▶ **WHAT YOU NEED TO DO**:
[1] In the article on Tatooine-like planets, who wrote the 2011 study, and where did that person work?
[2] Write the next paragraph of the article on Tatooine-like planets, starting after its last sentence.

▶ **EXTRACT PROVIDED**:

____

All of you sci-fi fans that have seen the Star Wars trilogy, I'm here to ruin your life, or make it (depending on how big of a nerd you truly are). You've been lied to. As we've discussed previously, Tatooine (the planet in a galaxy far, far away that Luke Skywalker hails from) actually exists out there somewhere. In fact, Tatooine-like planets (or exoplanets circling two or more stars) are quite likely a dime-a-dozen (especially considering most of the stars in our galaxy exist in multiple star systems). Still, if you thought you have the Star Wars mythology down pat, think again! According to a 2011 study authored by Jack O'Malley-James, of the University of St. Andrews in Scotland, one thing Tatooine is missing is black trees!


Here on Earth, our plants derive energy by converting starlight into energy through a process called photosynthesis. Photosynthesis uses light to produce sugar, which, gives us breathable oxygen (after which, the carbon dioxide we exhale is used by plants again). As you know, our plants are green. But have you ever wondered why that is exactly? Well first, plants contain green pigment called chlorophyll, which plays a key role in the photosynthesis process. Specifically, chlorophyll is more effective at absorbing starlight in the blue portion of the electromagnetic spectrum (this portion carries the most energy, but is of lesser quantities) and in the red part (this is less energetic, but far more abundant). Now, chlorophyll reflects starlight at the green part of the spectrum, thus supplying plants with their green coloring. However, this may be very different on other rocky planets scattered throughout the cosmos.

In addition to the number of photons emitted and their energies, the color of the light also plays a large role in the color of our plants. Stars are all sorts of colors (besides green) based on their temperature and mass (to some degree). So depending upon the distribution of wavelengths from the starlight that a particular star emits, plants on an exoplanet could evolve in a much different manner than the plants here on Earth do.

____

▶ **DATASET EXTRACT**:

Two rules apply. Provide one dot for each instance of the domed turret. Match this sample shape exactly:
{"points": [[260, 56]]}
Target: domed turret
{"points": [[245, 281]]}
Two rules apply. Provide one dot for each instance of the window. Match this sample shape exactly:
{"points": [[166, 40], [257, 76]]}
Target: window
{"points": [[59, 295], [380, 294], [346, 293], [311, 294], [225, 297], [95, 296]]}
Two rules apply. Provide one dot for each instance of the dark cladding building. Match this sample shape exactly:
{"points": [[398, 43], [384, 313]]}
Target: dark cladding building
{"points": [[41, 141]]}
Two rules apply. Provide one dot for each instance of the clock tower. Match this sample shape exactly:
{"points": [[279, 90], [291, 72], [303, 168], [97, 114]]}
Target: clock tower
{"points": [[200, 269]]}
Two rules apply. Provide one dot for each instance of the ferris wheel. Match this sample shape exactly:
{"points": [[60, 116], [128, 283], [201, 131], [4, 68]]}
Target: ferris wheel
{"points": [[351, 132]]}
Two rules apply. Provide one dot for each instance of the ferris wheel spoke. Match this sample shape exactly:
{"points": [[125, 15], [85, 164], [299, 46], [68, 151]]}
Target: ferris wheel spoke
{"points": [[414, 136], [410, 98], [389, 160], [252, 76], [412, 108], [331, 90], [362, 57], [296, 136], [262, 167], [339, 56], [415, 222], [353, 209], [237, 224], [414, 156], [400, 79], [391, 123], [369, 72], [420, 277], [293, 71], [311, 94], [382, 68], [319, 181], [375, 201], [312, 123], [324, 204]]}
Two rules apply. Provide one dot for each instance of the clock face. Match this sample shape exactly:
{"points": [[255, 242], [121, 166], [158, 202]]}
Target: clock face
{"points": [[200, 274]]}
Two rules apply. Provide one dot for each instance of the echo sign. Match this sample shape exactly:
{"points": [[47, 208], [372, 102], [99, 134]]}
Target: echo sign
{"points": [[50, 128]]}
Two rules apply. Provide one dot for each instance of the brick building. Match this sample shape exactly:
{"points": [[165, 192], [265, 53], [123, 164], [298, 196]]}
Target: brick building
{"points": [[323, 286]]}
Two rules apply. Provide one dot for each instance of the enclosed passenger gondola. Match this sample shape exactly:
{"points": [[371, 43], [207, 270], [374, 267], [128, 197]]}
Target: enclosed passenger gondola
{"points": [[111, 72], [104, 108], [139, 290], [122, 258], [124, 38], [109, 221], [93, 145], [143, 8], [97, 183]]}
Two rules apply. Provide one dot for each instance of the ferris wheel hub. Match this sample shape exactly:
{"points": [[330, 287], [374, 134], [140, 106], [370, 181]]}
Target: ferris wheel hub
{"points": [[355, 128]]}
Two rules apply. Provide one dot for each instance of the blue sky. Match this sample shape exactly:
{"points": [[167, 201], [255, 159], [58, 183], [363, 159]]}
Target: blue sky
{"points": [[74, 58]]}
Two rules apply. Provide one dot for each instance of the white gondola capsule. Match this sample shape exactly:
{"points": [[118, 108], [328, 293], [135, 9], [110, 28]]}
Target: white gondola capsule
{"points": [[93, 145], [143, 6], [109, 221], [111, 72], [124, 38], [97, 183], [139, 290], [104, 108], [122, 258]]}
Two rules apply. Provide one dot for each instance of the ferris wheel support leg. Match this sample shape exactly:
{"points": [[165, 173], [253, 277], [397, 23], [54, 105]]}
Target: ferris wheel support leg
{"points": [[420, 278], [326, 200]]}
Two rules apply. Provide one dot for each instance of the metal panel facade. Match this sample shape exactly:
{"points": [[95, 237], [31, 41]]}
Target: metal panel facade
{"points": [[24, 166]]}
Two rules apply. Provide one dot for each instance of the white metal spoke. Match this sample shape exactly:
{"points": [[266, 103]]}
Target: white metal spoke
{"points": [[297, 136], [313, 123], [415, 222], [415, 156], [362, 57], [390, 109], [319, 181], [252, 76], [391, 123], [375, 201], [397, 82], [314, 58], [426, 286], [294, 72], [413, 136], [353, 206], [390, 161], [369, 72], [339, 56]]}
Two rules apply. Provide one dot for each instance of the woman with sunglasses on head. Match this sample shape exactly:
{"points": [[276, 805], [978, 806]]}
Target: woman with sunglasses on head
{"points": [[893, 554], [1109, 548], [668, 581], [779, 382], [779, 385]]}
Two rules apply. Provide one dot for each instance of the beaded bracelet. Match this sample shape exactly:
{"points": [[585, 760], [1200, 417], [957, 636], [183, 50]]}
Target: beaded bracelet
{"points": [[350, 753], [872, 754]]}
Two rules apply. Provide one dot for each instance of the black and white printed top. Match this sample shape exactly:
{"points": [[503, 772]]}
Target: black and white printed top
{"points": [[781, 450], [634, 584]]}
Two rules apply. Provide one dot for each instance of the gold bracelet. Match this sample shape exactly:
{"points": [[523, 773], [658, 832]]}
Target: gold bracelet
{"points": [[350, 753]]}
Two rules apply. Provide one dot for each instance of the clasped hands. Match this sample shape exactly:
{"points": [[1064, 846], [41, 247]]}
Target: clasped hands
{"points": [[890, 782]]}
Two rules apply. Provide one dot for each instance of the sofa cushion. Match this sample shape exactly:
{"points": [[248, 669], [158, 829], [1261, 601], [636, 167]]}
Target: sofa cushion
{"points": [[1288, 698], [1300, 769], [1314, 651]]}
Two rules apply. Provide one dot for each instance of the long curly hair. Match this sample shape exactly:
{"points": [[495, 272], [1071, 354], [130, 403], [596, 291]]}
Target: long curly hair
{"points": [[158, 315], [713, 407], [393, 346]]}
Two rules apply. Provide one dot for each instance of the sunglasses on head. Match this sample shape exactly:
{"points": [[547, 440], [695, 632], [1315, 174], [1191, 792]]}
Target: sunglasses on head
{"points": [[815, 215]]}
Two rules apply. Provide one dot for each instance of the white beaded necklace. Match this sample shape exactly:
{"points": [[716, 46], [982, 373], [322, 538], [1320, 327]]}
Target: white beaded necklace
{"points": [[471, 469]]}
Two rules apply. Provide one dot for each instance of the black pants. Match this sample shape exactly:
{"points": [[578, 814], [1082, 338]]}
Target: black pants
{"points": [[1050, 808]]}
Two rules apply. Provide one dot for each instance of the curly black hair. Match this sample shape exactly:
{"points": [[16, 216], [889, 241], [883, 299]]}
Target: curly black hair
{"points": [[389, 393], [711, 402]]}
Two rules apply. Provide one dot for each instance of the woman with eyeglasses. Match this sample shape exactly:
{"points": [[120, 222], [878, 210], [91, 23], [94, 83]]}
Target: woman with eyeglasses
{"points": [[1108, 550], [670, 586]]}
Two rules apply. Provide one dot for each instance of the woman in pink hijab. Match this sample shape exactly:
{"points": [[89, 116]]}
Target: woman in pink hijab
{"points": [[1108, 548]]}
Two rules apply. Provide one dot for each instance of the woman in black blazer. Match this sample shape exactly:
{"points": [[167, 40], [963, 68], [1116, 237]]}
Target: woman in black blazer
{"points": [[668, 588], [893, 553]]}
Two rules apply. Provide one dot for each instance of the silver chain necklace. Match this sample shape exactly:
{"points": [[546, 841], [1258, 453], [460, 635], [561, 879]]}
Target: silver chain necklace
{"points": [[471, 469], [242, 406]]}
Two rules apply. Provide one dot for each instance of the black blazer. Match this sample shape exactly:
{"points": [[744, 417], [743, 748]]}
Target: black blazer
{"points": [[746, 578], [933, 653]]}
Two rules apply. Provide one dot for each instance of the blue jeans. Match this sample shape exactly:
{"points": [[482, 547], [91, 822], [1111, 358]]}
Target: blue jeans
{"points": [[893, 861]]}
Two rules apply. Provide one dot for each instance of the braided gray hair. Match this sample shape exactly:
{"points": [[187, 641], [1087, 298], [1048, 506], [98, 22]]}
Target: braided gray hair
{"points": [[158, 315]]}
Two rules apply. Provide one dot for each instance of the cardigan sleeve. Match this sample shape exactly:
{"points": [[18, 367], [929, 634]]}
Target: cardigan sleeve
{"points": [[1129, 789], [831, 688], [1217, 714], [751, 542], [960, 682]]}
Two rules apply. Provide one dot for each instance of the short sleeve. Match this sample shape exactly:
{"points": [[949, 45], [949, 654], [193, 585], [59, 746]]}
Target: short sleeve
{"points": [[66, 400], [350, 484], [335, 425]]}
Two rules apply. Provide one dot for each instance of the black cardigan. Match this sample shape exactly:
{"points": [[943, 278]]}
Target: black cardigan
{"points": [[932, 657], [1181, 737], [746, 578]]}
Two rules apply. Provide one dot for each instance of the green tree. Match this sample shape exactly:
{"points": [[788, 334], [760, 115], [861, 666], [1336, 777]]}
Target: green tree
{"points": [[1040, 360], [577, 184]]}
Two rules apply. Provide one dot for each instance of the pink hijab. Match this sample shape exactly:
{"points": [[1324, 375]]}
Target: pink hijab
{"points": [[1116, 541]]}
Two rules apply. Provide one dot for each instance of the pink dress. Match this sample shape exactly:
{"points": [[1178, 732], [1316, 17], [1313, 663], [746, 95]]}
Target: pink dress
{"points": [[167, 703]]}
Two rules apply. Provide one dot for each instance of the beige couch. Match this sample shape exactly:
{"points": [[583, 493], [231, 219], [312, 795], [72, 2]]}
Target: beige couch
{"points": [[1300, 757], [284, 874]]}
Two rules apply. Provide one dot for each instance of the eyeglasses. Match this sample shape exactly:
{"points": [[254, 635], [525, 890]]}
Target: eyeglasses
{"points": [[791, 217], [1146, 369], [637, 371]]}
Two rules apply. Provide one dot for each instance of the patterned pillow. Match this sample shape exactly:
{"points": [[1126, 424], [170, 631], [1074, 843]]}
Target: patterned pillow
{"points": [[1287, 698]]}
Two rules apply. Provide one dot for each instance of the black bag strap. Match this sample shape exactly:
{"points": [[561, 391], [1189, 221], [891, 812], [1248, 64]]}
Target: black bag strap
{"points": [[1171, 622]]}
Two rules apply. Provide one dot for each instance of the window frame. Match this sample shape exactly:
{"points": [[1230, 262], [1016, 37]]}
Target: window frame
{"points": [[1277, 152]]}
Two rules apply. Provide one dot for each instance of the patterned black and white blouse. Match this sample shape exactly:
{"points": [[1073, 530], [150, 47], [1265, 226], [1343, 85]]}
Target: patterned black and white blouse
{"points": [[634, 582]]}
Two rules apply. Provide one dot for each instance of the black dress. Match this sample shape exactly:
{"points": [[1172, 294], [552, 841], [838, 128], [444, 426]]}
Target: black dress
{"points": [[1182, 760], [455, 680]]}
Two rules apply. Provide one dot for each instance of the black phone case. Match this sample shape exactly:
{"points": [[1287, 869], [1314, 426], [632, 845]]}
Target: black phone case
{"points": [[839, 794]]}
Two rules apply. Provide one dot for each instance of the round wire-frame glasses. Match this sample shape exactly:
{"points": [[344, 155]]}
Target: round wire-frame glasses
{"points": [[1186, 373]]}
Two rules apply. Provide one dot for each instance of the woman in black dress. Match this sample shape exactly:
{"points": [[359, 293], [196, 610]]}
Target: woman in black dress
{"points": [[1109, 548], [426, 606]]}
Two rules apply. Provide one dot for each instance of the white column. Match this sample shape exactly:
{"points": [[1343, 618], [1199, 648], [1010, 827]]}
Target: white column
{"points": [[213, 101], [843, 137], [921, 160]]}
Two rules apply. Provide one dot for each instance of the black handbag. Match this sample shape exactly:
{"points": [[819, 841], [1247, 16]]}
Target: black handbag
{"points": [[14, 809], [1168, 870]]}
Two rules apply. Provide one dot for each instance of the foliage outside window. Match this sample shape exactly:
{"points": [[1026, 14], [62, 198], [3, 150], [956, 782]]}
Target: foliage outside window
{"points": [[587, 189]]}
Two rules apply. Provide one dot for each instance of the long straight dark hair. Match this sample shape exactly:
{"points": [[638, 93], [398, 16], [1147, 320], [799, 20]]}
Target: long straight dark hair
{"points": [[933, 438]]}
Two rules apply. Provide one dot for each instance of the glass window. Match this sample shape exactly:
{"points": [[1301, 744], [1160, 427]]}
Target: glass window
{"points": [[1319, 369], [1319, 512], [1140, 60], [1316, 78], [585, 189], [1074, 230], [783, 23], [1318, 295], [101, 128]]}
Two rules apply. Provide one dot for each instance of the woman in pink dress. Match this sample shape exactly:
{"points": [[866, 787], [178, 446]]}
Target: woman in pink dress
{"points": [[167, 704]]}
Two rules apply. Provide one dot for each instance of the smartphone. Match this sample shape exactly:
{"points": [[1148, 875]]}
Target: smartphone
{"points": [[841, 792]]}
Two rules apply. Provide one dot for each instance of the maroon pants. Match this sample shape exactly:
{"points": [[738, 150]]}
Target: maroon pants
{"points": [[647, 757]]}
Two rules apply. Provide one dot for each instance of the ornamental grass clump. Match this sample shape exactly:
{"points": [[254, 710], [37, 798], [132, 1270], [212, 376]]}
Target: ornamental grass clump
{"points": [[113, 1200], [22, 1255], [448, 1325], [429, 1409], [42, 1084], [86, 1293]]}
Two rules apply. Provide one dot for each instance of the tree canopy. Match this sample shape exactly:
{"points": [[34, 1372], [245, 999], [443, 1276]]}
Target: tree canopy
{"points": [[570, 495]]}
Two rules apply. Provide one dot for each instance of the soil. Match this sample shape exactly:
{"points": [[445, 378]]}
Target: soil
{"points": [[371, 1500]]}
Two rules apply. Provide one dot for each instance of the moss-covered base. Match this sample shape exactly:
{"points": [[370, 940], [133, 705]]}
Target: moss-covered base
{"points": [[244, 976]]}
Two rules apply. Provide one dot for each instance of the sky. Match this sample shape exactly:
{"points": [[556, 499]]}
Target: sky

____

▶ **RESULTS BY TASK**:
[1] Jack O'Malley-James, of the University of St. Andrews in Scotland.

[2]
While red-dwarf stars (Krypton, anyone?!) may be the most prevalent type of star throughout the universe, most scientists don't think they are viable stars to host 'life as we know it', but on the off-chance that life did find a footing, any plant-life would be faced with several issues. For starters, stars of this type are very dim and they emit most of their energy in infrared. The photosynthesis process would be even more complicated if the exoplanet was tidally locked to its parent star (where one side is basked in perpetual daytime and the opposite side stuck in perpetual nightfall). Of course, this is problematic for approximately half the planet. However, any existing plants on the star-facing-side would likely appear black in visible light because they would need to absorb the entire spectrum of visible light, which would allow them to fully utilize all of the energy emitted from their dim star.

Furthermore, according to O'Malley-James:

"They may also be able to use infrared or ultraviolet radiation to drive photosynthesis. For planets orbiting two stars like our own, harmful radiation from intense stellar flares could lead to plants that develop their own UV-blocking sun-screens, or photosynthesising microorganisms that can move in response to a sudden flare"

[Reference "The Royal Astronomical Society"]

Image Description: Artist's concept of black plants growing on an alien planet orbiting two suns. (Credit : Jack O'Malley-James/University of St)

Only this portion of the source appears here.